# About this task
Write out all of the data without omission, exactly as shown.

# Source data
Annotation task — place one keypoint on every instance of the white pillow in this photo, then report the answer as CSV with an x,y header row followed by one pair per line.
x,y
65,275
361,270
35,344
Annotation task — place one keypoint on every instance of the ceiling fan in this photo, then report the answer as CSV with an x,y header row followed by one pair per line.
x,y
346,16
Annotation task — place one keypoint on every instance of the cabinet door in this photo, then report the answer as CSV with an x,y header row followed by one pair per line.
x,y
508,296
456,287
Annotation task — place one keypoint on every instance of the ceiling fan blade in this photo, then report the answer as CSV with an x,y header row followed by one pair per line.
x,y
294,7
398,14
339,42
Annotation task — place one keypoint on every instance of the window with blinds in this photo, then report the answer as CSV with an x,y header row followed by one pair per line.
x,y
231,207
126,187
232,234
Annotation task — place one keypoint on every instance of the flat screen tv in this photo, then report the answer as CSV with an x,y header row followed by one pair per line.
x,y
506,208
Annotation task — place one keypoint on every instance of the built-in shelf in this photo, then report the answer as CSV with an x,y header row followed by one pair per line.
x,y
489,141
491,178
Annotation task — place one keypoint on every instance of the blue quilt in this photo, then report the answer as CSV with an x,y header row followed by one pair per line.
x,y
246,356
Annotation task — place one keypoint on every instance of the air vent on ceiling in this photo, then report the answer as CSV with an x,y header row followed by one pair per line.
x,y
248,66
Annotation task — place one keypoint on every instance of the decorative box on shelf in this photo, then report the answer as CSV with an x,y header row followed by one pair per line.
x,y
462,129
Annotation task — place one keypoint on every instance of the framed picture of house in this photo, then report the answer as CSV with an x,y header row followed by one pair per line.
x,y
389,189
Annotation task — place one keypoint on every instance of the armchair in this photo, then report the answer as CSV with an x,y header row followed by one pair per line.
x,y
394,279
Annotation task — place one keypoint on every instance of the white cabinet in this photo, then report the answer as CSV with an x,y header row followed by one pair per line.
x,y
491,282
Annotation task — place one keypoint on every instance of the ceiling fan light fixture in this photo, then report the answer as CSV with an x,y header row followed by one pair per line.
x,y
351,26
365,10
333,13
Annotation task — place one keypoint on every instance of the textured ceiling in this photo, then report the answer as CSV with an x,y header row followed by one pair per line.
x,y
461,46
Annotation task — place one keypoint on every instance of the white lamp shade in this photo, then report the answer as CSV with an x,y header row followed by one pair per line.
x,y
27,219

# Solution for this exercise
Annotation task — place one keypoint on every instance of the white pillow in this photo, then report the answer as CSV with an x,y header row followed by one pair per line.
x,y
65,275
361,270
35,344
Annotation task — place one keypoint on every instance of the ceiling fan in this photo, then report the answer as CSV with an x,y header row followed by one pair per line.
x,y
346,16
Annotation task — place one keypoint on every instance of the cabinet door in this photo, then report the answer as CSV with an x,y header row followed by one pair per line.
x,y
508,296
456,287
Annotation task — place one keypoint on every instance of the ceiling fan blade in this photo, then report the answer as CSV with an x,y header row followed by one pair per line.
x,y
294,7
398,14
339,42
Annotation task — place one keypoint on every instance of the window with blinds in this photo, then report the answer as CSV with an x,y header row followed by one pair per line.
x,y
231,207
126,187
232,234
Annotation task — place one keypoint on every instance of the flat screen tv in this photo, then report the answer as CSV with an x,y header row followed by one pair per line.
x,y
506,208
Annotation task — place one keypoint on every instance of the built-in shelf in this photo, then report the answer as CSV with an x,y header row followed by one pair per line.
x,y
489,141
491,178
Annotation task — place one keypoint on every instance of the blue quilt in this photo, then report the answer as CSV with an x,y header row followed by one pair per line.
x,y
246,356
Annotation task — place one keypoint on every instance of the air vent on ceiling in this photo, then report the answer as CSV with an x,y header row followed by one pair per line.
x,y
248,66
Annotation task — place one keypoint on every instance of the decorative box on shelf in this photo, then report the answer as CSV with an x,y header row followed by one pair per line.
x,y
462,129
Annotation task — place one keypoint on every instance of the framed picture of house in this photo, then report the answer as CSV with an x,y header row followed by one pair per line.
x,y
389,189
Annotation task — place one keypoint on every instance of the armchair in this photo, then report the answer as CSV with an x,y header row followed by one pair per line.
x,y
394,279
Annotation task — place one keypoint on every instance of the white cabinet in this photo, then report the answer as CSV with an x,y header row followed by one pair per line.
x,y
491,282
Annotation task — place one keypoint on every instance of the ceiling fan light fixture in this photo, then report the answer as CSV with an x,y header row followed by one pair per line.
x,y
351,26
365,10
333,13
Annotation task — place one keypoint on every instance of the textured ceiling in this photo, then report the answer as CSV with an x,y header row followed by one pair per line.
x,y
461,46
Annotation task — place one keypoint on every instance of the white lamp shade in this photo, then report the answer as CSV with an x,y header row followed by one pair per line.
x,y
27,219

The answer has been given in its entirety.